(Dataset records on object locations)
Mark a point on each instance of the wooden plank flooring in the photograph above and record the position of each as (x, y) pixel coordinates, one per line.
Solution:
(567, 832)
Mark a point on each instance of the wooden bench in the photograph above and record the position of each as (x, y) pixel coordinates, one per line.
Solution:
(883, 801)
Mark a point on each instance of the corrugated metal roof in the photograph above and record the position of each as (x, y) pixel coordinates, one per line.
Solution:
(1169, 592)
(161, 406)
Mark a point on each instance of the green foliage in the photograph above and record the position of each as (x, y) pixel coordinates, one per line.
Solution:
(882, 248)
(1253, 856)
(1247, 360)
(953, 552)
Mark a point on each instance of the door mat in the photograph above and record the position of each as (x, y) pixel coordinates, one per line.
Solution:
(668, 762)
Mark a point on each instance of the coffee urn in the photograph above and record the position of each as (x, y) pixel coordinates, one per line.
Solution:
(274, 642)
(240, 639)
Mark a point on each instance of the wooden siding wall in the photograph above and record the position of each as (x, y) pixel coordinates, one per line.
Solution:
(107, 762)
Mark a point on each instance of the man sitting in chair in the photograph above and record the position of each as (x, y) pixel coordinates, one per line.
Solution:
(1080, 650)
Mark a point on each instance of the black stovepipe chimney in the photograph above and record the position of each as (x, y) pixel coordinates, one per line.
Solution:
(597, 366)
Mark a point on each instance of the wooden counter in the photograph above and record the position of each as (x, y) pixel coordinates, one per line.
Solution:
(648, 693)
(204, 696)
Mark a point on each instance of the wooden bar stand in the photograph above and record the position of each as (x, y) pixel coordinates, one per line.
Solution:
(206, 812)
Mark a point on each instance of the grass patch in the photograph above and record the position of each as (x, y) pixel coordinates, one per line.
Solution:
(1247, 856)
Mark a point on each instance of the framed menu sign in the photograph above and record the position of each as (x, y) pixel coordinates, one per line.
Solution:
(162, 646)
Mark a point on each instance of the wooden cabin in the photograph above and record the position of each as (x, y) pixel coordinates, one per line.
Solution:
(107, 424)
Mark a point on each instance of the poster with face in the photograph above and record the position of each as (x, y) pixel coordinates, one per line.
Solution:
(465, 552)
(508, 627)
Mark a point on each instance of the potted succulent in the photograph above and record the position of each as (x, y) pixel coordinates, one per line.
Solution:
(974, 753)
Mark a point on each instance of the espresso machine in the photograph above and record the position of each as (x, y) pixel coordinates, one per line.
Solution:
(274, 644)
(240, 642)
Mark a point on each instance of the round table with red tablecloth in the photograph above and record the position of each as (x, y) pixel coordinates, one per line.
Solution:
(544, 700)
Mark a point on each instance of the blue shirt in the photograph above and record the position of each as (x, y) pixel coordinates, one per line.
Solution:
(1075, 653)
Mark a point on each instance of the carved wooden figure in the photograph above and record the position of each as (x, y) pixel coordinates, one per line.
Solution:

■ **Exercise instructions**:
Format every line of the listing above as a Markdown table with two columns, Row and Line. Number the rows in order and leave out any blank lines.

■ **Answer to the exercise**:
| Row | Line |
|---|---|
| 1 | Mark a point on each instance of the wooden plank flooring in the photograph above and record the position of each as (x, y) pixel coordinates, one per line. |
| 2 | Solution: |
| 3 | (567, 832) |
| 4 | Mark a point on each instance of the wooden bench in the photograph above and record the position of each as (x, y) pixel coordinates, one per line. |
| 5 | Solution: |
| 6 | (883, 801) |
| 7 | Mark a point on each instance of the corrugated metal roof in the photograph above and record the position of each as (x, y) pixel coordinates, one per line. |
| 8 | Solution: |
| 9 | (1169, 592) |
| 10 | (161, 406) |
| 11 | Mark a point on each instance of the green foliage in the photograph above and record the position of each as (x, y) pixel coordinates, one per line. |
| 12 | Solution: |
| 13 | (882, 248) |
| 14 | (1253, 856) |
| 15 | (1247, 360) |
| 16 | (953, 552) |
| 17 | Mark a point on each instance of the door mat in the photograph above and record the position of each as (x, y) pixel coordinates, one per line. |
| 18 | Solution: |
| 19 | (668, 762) |
| 20 | Mark a point on each instance of the coffee urn in the photograph above and record the position of each as (x, y) pixel coordinates, one per line. |
| 21 | Solution: |
| 22 | (274, 642) |
| 23 | (240, 639) |
| 24 | Mark a point on each instance of the wooden siding wall in the photograph above and record the position of each as (x, y) pixel coordinates, one per line. |
| 25 | Solution: |
| 26 | (107, 762) |
| 27 | Mark a point on each instance of the man sitting in chair in the photograph above and record the position of each as (x, y) pixel coordinates, one per line. |
| 28 | Solution: |
| 29 | (1080, 650) |
| 30 | Mark a point on each instance of the black stovepipe chimney in the photograph above and record the position of each as (x, y) pixel coordinates, one per line. |
| 31 | Solution: |
| 32 | (597, 366) |
| 33 | Mark a point on each instance of the wooden counter in the photograph above and record the position of each as (x, y) pixel coordinates, one per line. |
| 34 | Solution: |
| 35 | (648, 693) |
| 36 | (204, 696) |
| 37 | Mark a point on each instance of the wooden bar stand in the photograph above and record the position of each as (x, y) pixel coordinates, one per line. |
| 38 | Solution: |
| 39 | (206, 812) |
| 40 | Mark a point on each instance of the grass patch in the photograph above and record the position of each as (x, y) pixel coordinates, one per line. |
| 41 | Solution: |
| 42 | (1247, 856) |
| 43 | Mark a point on each instance of the framed menu sign in the photograph above and record the position of each as (x, y) pixel coordinates, one per line. |
| 44 | Solution: |
| 45 | (162, 646) |
| 46 | Mark a point on each instance of the wooden cabin in the photograph above and record the position of each as (x, y) pixel coordinates, one per line. |
| 47 | Solution: |
| 48 | (107, 424) |
| 49 | Mark a point on each instance of the poster with face in the photograph above and record the position of each as (x, y) pixel coordinates, one per line. |
| 50 | Solution: |
| 51 | (465, 552) |
| 52 | (508, 627) |
| 53 | Mark a point on each instance of the potted succulent in the photograph above and record the position of each as (x, y) pixel coordinates, one per line. |
| 54 | Solution: |
| 55 | (974, 753) |
| 56 | Mark a point on each instance of the espresso machine in the photograph above and record the position of each as (x, y) pixel coordinates, one per line. |
| 57 | Solution: |
| 58 | (274, 644) |
| 59 | (240, 642) |
| 60 | Mark a point on each instance of the round table with red tablecloth in the photograph above and record the position of each as (x, y) pixel coordinates, one per line. |
| 61 | Solution: |
| 62 | (544, 700) |
| 63 | Mark a point on each instance of the blue shirt in the photograph above and record the position of each as (x, y) pixel coordinates, one per line. |
| 64 | Solution: |
| 65 | (1075, 653) |
| 66 | Mark a point on each instance of the carved wooden figure in the photograph above and record the position of each as (x, y) pixel coordinates, one per line. |
| 67 | Solution: |